**Set problem:** Copy out the stretch of the listing from the line containing "Every instance of the white corner desk gets" through the end of the listing, word for word and with both ends included.

Dataset listing
►

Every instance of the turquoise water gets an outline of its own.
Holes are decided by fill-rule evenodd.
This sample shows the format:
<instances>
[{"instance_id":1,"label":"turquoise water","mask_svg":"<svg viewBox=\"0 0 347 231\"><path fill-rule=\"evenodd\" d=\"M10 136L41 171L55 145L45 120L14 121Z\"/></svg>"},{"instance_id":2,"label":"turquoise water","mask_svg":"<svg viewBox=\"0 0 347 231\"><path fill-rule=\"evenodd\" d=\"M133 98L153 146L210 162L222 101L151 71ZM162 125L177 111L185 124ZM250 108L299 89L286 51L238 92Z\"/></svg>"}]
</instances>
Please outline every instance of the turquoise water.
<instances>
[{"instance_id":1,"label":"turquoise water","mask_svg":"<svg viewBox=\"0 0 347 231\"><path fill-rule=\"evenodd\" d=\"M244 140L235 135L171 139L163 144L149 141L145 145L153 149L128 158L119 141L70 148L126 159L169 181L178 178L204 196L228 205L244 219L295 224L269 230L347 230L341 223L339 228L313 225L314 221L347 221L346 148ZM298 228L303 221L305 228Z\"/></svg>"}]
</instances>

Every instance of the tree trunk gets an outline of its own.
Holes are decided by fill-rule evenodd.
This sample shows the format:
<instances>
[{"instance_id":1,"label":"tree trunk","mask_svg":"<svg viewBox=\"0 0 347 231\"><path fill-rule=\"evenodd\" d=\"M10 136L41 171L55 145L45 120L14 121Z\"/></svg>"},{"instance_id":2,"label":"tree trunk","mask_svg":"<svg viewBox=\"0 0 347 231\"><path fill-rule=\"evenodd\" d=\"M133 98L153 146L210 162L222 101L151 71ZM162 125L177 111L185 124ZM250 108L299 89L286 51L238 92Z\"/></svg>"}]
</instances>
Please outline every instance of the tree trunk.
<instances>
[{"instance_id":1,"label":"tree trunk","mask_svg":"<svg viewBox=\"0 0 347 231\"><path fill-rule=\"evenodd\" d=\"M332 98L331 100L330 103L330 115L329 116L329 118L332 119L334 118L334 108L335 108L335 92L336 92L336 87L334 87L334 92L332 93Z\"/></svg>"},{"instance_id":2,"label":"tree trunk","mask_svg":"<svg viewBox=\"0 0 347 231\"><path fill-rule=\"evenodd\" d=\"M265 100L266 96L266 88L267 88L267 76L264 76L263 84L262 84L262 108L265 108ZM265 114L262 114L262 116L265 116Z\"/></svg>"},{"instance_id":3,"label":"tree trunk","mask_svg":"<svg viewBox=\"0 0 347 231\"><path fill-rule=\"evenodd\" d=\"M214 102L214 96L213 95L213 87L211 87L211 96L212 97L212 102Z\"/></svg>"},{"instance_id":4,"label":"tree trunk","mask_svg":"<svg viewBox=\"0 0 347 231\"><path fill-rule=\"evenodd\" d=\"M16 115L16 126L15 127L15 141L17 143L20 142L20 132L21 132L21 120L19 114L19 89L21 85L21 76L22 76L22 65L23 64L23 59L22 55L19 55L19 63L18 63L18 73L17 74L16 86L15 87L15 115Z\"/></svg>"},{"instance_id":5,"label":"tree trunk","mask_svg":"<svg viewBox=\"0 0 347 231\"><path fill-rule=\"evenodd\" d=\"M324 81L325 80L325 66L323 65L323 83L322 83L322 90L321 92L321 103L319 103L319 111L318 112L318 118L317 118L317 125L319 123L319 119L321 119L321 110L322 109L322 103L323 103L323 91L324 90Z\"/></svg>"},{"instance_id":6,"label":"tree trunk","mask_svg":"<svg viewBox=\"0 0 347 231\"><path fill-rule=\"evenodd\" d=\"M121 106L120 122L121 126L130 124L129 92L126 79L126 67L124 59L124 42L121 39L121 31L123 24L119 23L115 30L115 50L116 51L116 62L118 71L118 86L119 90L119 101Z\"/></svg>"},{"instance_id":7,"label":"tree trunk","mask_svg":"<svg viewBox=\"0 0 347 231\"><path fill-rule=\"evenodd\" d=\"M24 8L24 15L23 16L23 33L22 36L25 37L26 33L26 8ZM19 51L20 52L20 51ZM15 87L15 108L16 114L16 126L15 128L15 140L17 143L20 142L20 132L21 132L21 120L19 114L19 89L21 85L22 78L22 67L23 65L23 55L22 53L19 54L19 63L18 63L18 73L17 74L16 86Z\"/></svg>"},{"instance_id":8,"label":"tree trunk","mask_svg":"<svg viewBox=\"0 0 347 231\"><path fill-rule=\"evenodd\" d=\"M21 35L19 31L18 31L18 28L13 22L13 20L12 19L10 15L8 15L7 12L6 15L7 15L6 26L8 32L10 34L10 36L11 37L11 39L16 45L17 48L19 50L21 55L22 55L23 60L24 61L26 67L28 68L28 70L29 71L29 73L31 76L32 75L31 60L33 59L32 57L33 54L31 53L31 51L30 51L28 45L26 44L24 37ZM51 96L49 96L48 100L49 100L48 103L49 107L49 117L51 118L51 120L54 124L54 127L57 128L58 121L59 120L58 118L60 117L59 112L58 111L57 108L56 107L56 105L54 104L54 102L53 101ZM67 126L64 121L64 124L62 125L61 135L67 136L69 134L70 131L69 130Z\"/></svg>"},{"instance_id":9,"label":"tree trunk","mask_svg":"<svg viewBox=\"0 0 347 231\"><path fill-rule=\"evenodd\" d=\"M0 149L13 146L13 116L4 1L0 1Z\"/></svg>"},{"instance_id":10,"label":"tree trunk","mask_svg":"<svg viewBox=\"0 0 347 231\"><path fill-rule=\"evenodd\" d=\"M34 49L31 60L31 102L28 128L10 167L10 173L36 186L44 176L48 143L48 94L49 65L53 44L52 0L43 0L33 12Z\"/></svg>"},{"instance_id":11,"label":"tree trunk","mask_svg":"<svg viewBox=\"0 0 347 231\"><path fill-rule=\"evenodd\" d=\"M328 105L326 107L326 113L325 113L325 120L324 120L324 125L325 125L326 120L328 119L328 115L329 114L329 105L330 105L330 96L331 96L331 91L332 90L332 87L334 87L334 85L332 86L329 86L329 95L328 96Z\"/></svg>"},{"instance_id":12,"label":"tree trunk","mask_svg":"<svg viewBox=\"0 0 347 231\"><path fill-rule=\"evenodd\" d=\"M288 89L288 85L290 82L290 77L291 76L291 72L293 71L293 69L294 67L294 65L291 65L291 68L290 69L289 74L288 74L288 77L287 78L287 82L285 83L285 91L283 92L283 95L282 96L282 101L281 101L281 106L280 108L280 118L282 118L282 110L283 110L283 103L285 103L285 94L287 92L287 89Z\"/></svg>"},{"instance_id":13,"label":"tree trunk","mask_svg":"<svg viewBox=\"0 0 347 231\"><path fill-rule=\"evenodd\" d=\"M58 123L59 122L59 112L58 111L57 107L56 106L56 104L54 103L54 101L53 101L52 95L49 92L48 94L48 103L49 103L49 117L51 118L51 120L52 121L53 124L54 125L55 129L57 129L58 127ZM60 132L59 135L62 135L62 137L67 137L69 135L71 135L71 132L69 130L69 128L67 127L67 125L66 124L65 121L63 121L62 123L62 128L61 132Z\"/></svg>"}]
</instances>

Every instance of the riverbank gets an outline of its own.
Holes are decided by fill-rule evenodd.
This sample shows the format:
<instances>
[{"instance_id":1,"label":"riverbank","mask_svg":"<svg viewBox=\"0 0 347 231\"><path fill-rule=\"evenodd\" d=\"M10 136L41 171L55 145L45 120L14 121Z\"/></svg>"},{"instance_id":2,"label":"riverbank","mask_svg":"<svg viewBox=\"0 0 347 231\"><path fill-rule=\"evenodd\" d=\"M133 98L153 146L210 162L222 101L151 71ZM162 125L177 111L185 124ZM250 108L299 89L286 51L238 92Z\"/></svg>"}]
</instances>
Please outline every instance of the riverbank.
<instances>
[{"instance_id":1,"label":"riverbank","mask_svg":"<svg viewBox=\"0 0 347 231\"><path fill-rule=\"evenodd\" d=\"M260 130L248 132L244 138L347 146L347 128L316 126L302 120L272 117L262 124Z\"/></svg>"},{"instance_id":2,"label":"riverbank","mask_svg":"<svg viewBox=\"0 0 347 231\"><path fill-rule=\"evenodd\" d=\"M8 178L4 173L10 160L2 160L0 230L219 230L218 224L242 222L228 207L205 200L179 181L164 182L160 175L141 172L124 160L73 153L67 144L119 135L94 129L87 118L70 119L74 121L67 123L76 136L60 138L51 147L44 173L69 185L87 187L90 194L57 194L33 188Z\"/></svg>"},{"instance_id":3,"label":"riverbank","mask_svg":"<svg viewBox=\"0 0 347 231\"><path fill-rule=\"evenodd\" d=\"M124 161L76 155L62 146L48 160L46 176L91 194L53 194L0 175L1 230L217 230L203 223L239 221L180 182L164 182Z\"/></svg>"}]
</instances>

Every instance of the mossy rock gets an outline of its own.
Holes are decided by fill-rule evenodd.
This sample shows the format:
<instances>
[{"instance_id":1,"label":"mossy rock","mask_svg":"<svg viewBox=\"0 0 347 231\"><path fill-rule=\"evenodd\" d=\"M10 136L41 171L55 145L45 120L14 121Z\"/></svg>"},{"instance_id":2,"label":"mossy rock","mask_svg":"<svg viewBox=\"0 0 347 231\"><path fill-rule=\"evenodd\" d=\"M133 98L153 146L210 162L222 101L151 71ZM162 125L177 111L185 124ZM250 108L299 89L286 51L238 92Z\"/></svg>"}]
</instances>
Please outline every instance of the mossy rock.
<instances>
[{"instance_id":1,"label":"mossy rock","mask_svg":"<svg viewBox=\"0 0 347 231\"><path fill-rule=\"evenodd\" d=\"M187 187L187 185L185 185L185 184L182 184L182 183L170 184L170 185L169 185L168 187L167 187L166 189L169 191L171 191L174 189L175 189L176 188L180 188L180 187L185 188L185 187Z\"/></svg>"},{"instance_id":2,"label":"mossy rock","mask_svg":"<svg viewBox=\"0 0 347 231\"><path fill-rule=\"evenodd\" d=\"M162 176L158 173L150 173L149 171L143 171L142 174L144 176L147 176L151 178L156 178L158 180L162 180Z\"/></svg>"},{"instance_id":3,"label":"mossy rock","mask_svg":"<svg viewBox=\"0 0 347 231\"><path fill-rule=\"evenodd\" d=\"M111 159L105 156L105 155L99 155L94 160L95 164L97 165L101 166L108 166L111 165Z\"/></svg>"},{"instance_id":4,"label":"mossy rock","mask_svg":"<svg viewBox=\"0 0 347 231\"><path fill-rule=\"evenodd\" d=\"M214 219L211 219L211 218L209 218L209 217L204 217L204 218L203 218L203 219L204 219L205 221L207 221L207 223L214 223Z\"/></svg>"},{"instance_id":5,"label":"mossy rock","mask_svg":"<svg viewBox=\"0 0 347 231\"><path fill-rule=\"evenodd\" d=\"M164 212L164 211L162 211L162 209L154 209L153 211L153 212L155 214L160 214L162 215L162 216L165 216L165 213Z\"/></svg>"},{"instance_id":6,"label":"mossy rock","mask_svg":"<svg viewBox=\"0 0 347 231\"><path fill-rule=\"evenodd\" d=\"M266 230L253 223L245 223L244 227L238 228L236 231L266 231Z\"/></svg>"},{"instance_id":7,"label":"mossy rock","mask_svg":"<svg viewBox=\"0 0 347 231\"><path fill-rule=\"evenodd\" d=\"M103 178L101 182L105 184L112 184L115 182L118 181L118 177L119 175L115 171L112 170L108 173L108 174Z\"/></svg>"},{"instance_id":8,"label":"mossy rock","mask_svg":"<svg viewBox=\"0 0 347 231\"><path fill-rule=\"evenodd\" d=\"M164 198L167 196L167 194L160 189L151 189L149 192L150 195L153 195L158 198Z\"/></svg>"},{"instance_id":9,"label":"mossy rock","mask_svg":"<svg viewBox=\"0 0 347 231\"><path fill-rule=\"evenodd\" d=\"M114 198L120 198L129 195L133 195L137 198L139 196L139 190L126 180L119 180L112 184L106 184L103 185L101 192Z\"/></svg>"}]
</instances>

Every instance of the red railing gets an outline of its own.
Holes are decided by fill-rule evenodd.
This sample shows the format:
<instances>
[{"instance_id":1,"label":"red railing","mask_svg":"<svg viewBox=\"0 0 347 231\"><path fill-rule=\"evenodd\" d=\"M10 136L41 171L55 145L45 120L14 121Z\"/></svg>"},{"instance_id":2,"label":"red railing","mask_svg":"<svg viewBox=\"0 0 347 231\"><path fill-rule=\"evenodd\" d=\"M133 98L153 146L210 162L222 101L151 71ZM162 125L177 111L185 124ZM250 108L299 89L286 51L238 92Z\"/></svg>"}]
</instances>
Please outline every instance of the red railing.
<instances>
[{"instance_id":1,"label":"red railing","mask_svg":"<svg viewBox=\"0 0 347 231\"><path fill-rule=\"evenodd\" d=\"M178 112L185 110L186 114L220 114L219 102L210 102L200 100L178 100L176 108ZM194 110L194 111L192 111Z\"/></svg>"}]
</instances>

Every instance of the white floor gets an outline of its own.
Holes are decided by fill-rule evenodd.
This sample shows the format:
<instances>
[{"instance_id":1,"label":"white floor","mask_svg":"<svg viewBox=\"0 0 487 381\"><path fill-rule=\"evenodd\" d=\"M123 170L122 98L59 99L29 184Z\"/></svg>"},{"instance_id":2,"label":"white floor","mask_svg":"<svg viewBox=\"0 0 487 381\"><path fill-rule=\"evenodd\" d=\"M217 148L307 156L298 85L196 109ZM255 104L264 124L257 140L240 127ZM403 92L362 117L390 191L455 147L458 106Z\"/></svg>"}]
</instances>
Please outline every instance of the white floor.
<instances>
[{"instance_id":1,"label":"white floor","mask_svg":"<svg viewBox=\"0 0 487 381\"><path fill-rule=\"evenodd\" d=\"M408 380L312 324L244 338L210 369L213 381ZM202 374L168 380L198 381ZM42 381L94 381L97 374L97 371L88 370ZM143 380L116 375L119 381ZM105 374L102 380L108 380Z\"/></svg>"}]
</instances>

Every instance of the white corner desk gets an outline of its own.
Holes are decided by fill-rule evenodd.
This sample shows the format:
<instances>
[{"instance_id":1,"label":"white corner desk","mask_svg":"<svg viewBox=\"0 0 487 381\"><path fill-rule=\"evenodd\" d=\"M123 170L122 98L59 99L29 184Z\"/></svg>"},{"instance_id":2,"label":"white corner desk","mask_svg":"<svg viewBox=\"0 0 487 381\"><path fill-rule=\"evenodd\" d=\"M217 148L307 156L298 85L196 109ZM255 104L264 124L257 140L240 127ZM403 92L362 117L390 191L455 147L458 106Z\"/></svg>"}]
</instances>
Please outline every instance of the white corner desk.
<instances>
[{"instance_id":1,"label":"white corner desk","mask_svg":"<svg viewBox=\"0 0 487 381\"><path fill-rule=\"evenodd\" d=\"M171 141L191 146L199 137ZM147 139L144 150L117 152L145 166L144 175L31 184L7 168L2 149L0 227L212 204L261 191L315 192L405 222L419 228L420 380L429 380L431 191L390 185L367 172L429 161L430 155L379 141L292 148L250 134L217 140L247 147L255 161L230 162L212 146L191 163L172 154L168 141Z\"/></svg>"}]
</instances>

◄

**Exercise response:**
Every instance of the white corner desk gets an outline of its own.
Holes are decided by fill-rule evenodd.
This sample shows the format:
<instances>
[{"instance_id":1,"label":"white corner desk","mask_svg":"<svg viewBox=\"0 0 487 381\"><path fill-rule=\"evenodd\" d=\"M123 170L122 98L59 99L29 184Z\"/></svg>"},{"instance_id":2,"label":"white corner desk","mask_svg":"<svg viewBox=\"0 0 487 381\"><path fill-rule=\"evenodd\" d=\"M217 148L307 156L298 85L196 109ZM255 104L264 124L257 140L240 127ZM403 92L362 117L390 191L455 147L458 106Z\"/></svg>"}]
</instances>
Please outline every instance of the white corner desk.
<instances>
[{"instance_id":1,"label":"white corner desk","mask_svg":"<svg viewBox=\"0 0 487 381\"><path fill-rule=\"evenodd\" d=\"M171 141L191 146L199 137ZM147 139L144 150L117 152L145 166L144 175L31 184L7 168L2 149L0 227L212 204L261 191L315 192L405 222L419 228L420 380L429 380L431 191L390 185L367 172L429 161L430 155L379 141L292 148L250 134L217 140L247 147L255 161L230 162L212 146L191 163L172 154L168 141Z\"/></svg>"}]
</instances>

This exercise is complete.